** DOCUMENT SEGMENT follows **

1. A 74-year old man is seen in clinic. He was recently diagnosed with ischemic cardiomyopathy and not for revascularization. LVEF was noted to be 30% on a recent a 2D echo. His current medications include captopril, bisoprolol, aspirin, and simvastatin. He is feeling well but endorses marked limitation with physical activity. On physical examination, blood pressure is 128/79 mm Hg and pulse rate is 65/min. Cardiac examination reveals a regular rate with no extra heart sounds. JVP is normal, no crackles present with no edema.
What changes should be made to his medication?
A. Stop bisoprolol
B. Add clopidogrel
C. Add spironolactone
D. Add warfarin
2. A 24-year old man is evaluated during a clinic visit for a syncopal episode during exercise. He is healthy and takes no medications nor uses any recreational drugs. On physical examination, blood pressure is 114/72 mm Hg, pulse rate is 66/min. There is an audible grade 2/6 early peaking systolic murmur along the left lower sternal border that is increased with valsalva maneuver and decreases in intensity with a hand-grip maneuver. An S4 gallop is heard with a palpable double apical impulse is noted on examination.
What is the most likely diagnosis?
A. Aortic stenosis
B. Hypertrophic cardiomyopathy
C. Tricuspid regurgitation
D. Bicuspid aortic valve
3. A 66-year old woman is scheduled to undergo surgery for large uterine fibroids along with a total abdominal hysterectomy. She has a single-chamber implantable cardioverter-defibrillator (ICD) and is also pacemaker dependent. Her other relevant medical history is significant for ischemic cardiomyopathy, atrial fibrillation and high grade AV block. Current medications include: aspirin, bisoprolol, captopril, warfarin, and rosuvastatin. Her warfarin is held and perioperative anticoagulation is provided with heparin.
What should be done with her ICD peri-operatively?
A. Place a magnet on the ICD
B. Set the ICD to VOO (aka asynchronous) mode before surgery
C. Place transcutaneous pacing pads for surgery
D. Place a temporary pacing wire.

** End of DOCUMENT SEGMENT **
** SUPPLIED MATERIAL follows **

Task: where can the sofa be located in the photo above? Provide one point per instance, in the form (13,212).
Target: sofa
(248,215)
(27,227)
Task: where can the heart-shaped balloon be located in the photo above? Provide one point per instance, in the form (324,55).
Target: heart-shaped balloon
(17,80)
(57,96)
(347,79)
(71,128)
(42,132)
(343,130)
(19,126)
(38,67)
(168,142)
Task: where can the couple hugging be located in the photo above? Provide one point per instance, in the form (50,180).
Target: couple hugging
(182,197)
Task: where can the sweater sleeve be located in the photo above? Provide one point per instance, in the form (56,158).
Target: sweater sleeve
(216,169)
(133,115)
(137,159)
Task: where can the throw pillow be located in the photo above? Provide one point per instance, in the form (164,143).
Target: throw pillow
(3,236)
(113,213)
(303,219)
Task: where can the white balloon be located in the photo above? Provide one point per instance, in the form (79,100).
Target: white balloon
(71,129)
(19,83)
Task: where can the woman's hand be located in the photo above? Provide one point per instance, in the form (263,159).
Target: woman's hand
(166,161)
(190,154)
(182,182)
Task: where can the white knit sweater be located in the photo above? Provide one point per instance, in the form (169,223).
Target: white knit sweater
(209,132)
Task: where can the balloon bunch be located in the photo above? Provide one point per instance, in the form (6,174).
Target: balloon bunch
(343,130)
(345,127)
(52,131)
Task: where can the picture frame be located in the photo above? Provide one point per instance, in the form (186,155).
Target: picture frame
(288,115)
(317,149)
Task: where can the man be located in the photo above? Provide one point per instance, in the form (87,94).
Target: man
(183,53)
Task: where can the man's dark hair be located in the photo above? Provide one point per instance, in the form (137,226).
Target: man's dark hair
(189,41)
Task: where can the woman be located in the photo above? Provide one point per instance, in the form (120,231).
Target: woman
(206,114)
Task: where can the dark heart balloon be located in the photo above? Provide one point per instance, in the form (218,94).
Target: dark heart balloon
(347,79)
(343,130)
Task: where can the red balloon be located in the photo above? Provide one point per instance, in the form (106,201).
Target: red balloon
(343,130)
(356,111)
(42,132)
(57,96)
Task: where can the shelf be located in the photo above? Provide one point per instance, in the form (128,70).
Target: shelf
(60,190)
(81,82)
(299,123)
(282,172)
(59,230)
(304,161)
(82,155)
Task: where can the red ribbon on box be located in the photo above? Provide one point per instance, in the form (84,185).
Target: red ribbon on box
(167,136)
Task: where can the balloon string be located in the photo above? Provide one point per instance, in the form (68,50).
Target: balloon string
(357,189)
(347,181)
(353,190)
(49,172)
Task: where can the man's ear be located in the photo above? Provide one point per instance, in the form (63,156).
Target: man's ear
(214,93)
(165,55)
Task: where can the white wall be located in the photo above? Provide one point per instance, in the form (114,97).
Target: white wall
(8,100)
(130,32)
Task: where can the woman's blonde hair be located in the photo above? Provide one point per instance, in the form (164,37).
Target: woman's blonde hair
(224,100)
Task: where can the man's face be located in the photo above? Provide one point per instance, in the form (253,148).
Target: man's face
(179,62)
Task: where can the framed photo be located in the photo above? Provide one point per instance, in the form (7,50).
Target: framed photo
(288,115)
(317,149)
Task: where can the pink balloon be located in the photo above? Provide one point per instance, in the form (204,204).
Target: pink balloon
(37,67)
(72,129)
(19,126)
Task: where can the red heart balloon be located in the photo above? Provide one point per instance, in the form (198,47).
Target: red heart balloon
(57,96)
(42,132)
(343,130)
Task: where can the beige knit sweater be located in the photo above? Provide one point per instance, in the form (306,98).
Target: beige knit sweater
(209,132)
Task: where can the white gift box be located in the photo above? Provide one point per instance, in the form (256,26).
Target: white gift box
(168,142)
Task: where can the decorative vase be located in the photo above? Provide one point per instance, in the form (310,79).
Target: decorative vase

** End of SUPPLIED MATERIAL **

**WORK ORDER**
Summarize the clinical case set in two sentences. The material after the text comes from a different source.

**EXERCISE OUTPUT**
The set presents three patient cases, each followed by a question and four lettered options. The cases are a 74-year-old man with ischemic cardiomyopathy and an LVEF of 30% whose medications are in question, a 24-year-old man who had a syncopal episode during exercise and has a systolic murmur, and a 66-year-old pacemaker-dependent woman with an ICD who is scheduled for surgery.